**TASK INSTRUCTIONS**.
Copy out exactly each line from the line with "[point] at the white arena" through the last line of the material below.

━━ AVAILABLE RECORDS ━━

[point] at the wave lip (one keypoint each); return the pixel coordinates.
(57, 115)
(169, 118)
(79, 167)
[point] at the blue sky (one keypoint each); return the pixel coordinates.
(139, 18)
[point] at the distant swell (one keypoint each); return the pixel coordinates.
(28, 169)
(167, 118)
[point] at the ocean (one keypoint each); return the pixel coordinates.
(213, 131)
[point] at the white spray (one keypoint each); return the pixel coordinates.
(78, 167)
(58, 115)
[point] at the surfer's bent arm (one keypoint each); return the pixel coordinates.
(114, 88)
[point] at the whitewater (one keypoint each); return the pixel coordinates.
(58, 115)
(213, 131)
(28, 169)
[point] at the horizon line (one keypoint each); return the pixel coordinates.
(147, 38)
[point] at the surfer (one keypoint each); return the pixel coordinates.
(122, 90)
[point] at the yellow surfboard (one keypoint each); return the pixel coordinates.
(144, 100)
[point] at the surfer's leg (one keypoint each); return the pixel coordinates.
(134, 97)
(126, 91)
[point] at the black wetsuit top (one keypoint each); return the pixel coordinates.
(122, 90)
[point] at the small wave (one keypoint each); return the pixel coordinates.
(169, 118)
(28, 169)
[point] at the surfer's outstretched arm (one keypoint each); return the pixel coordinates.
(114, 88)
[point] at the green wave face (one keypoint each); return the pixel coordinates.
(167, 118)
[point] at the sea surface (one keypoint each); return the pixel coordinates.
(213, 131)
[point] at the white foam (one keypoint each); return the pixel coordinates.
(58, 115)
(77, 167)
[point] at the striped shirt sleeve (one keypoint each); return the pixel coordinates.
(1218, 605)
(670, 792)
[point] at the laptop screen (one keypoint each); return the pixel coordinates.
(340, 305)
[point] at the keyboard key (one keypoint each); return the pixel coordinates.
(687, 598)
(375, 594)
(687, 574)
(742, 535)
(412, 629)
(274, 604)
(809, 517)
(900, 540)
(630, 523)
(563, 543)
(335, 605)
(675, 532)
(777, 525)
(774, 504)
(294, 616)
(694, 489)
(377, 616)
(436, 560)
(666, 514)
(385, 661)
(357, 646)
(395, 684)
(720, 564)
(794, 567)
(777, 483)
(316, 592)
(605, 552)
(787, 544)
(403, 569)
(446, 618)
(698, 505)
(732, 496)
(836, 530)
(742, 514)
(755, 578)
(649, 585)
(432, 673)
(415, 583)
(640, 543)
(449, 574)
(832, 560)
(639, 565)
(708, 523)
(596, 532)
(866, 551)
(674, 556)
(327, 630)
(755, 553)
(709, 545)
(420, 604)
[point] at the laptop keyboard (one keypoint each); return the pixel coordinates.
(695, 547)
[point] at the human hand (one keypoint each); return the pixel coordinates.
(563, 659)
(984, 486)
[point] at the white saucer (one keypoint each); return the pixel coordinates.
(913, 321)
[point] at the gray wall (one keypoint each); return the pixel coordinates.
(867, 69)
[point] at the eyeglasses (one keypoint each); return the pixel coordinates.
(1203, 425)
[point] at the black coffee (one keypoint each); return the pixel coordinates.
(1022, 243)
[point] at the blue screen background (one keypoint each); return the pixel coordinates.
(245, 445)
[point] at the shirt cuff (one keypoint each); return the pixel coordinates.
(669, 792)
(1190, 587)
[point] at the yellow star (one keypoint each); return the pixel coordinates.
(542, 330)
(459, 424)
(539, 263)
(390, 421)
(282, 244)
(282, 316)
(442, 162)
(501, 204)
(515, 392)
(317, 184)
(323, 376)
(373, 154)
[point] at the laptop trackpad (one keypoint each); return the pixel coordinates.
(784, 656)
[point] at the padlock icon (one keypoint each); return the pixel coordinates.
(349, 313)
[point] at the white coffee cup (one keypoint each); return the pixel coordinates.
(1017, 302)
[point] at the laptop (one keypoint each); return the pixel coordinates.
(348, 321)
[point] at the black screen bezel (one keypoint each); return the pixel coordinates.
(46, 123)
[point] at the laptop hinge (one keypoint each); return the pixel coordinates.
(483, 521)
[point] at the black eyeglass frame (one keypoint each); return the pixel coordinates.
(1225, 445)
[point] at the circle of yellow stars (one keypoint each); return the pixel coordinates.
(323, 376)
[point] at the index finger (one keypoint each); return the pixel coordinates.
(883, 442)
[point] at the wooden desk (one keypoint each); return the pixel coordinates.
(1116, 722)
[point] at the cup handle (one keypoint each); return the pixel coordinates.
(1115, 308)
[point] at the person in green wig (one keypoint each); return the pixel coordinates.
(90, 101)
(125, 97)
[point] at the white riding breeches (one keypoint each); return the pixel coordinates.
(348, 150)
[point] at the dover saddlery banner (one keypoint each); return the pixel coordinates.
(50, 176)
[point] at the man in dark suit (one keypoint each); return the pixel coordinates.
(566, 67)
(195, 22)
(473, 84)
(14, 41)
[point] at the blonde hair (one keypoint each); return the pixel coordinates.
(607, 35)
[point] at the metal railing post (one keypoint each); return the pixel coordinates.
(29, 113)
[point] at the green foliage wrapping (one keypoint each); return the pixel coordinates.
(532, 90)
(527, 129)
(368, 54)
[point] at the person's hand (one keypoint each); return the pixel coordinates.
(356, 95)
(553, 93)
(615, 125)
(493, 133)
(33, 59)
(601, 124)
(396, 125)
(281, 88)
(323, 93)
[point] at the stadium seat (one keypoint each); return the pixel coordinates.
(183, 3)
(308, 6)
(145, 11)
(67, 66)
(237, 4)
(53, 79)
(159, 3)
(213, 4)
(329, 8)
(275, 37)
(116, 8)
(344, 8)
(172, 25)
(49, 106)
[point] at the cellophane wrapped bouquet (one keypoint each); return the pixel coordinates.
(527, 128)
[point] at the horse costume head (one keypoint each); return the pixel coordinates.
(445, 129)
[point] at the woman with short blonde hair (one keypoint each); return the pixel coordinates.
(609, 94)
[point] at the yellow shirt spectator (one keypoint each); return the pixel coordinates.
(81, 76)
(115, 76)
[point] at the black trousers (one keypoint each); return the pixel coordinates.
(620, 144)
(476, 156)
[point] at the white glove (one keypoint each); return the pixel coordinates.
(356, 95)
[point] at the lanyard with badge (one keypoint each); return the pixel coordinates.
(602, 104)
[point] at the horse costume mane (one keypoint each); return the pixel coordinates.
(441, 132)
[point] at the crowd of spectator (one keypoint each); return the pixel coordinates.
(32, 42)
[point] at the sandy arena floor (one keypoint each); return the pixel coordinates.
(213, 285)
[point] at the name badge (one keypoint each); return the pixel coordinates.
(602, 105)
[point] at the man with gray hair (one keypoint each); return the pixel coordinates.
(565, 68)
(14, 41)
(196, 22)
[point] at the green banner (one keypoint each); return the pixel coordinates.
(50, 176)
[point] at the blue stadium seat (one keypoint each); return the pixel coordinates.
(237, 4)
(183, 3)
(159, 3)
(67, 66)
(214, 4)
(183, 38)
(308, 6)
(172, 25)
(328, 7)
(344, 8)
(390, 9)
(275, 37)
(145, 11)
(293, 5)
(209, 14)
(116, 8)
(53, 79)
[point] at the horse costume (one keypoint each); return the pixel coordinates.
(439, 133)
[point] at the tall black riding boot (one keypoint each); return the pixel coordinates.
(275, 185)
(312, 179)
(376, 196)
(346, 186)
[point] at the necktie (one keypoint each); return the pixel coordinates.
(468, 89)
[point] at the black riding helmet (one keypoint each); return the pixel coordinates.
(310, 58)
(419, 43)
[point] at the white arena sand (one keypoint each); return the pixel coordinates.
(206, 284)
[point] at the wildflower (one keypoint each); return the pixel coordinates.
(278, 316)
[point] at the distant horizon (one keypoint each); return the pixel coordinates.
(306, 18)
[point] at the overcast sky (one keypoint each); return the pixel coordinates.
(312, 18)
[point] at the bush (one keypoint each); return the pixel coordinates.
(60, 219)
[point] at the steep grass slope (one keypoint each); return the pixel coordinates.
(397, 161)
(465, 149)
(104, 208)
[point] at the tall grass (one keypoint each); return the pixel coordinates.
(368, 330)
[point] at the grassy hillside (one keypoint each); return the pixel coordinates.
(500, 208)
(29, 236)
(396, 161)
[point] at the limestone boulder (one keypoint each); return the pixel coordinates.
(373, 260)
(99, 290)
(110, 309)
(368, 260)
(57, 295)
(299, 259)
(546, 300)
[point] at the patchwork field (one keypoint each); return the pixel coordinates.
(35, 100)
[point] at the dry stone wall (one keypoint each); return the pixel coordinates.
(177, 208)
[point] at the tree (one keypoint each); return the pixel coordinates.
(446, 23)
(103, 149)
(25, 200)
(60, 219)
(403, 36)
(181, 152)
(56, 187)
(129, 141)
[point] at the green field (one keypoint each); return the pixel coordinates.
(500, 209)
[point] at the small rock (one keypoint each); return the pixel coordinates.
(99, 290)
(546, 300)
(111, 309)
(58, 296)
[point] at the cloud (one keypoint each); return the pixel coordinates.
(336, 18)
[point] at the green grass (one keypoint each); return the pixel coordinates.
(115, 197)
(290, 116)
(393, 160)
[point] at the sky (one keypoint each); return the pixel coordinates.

━━━

**RESULT BELOW**.
[point] at the white arena sand (one keypoint each); return the pixel coordinates.
(206, 284)
[point] at the wildflower (one keypoint each); return the pixel coordinates.
(278, 316)
[point] at the distant horizon (one keypoint each); return the pixel coordinates.
(306, 18)
[point] at the overcast sky (one keypoint each); return the pixel coordinates.
(312, 18)
[point] at the bush (one keypoint each); return the pixel coordinates.
(60, 219)
[point] at the steep grass slope (one keypoint each); return the pixel coordinates.
(397, 161)
(465, 149)
(104, 208)
[point] at the tall grass (one keypoint each); return the pixel coordinates.
(368, 330)
[point] at the grassy hillside (one keypoint each); return the pixel coordinates.
(500, 208)
(29, 236)
(396, 161)
[point] at the limestone boulder (one keypoint each); return the pixel coordinates.
(373, 260)
(99, 290)
(110, 309)
(368, 260)
(57, 295)
(299, 259)
(546, 300)
[point] at the patchwork field (one keypoint each); return the pixel coordinates.
(35, 100)
[point] at the dry stone wall (one keypoint each); return the pixel coordinates.
(177, 208)
[point] at the tree (one keypoint each); return the pixel coordinates.
(446, 23)
(103, 149)
(25, 200)
(60, 219)
(403, 36)
(181, 152)
(56, 187)
(129, 141)
[point] at the green field (one keypoint each); return the pixel coordinates.
(500, 209)
[point] at the small rock (one keypoint each); return the pixel coordinates.
(99, 290)
(546, 300)
(111, 309)
(58, 296)
[point] at the cloud (one keypoint each); return the pixel coordinates.
(336, 18)
[point] at the green grass (one keypoint each); return the pixel coordinates.
(115, 197)
(290, 116)
(393, 160)
[point] at the sky (one keypoint each); return the pixel coordinates.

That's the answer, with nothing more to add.